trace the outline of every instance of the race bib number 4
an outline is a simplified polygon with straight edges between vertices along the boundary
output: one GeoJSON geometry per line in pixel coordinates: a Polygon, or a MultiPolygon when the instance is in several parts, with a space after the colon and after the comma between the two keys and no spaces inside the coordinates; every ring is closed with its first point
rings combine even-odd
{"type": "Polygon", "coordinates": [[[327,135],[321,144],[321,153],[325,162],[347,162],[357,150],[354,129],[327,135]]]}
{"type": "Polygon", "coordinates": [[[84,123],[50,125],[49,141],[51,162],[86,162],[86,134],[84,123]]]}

....

- _Problem description_: Locate each line in the data above that contains the word "outline", and copy those lines.

- _Answer for this exercise_:
trace the outline of every instance of the race bib number 4
an outline is a simplified polygon with straight edges between vertices along the boundary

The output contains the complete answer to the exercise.